_SOURCE EXCERPT_
###
UGANDA, Kampala | Real Muloodi News | Uganda’s 10 newest cities are expected to realise a substantial increase in revenues from the annual collection of property rates tax this financial year, according to the Local Government Finance Commission (LGFC).
It is estimated that property rates tax in the cities of Mbarara, Hoima, Fort Portal, Gulu, Jinja, Mbale, Masaka, Lira, Soroti and Arua, will generate a total of UGX 51.9 billion of revenue in FY 2022/23, which is a notable increase compared to the UGX 28.8 billion collected in FY 2021/22.
According to LGFC data, this will represent roughly 20.5% of the UGX 250 billion in revenues to be generated by local government outside of the Kampala Metropolitan Area.
The substantial increase follows an exercise to update the property valuation registers in the new cities earlier this year. Local Government conducted the GIS-enabled property valuations with the support of USAID, as part of the Domestic Revenue Mobilisation for Development (DRM4D) project, with the aim of recording all old and new commercial properties which will be taxed for the next five years.
According to Mr James Ogwang, principal financial analyst and head of local revenues for the LGFC, property tax performance is improving significantly thanks to the updated valuation registers in the new cities.
###
_SUPPLIED INFORMATION_
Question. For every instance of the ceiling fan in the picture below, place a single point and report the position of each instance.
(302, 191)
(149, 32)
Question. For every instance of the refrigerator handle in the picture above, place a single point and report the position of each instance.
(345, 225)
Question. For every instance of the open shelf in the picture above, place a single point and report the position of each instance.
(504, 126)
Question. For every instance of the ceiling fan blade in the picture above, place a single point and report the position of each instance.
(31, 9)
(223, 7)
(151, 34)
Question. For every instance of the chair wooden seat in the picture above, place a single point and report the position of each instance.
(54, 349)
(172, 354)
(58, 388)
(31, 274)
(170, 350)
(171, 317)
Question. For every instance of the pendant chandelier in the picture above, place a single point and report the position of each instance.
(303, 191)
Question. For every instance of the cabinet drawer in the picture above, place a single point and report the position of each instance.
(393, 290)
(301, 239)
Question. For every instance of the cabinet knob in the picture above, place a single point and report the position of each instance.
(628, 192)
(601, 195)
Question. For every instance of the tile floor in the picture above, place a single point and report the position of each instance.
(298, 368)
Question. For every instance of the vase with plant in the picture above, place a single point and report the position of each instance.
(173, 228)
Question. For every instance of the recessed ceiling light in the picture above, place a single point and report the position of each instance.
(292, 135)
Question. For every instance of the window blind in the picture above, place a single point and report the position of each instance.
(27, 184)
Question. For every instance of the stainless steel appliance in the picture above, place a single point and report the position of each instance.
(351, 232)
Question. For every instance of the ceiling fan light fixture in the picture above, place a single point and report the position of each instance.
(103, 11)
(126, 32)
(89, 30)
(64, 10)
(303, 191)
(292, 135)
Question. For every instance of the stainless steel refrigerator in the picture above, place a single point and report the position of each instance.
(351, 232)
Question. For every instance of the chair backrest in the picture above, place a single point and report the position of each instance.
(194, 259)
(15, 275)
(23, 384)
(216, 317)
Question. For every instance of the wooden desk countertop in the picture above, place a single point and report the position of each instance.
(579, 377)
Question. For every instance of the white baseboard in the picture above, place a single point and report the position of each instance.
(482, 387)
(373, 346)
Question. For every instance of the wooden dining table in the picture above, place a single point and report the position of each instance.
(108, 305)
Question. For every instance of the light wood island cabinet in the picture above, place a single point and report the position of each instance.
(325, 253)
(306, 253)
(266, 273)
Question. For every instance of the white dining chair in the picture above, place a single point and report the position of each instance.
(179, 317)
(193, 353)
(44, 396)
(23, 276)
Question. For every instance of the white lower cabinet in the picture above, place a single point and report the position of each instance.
###
_WHAT THE TASK ASKS_
Retype the passage of the Uganda property tax article above, from "UGANDA, Kampala |" up to and including "Finance Commission (LGFC).", with no changes.

_FINISHED TASK_
UGANDA, Kampala | Real Muloodi News | Uganda’s 10 newest cities are expected to realise a substantial increase in revenues from the annual collection of property rates tax this financial year, according to the Local Government Finance Commission (LGFC).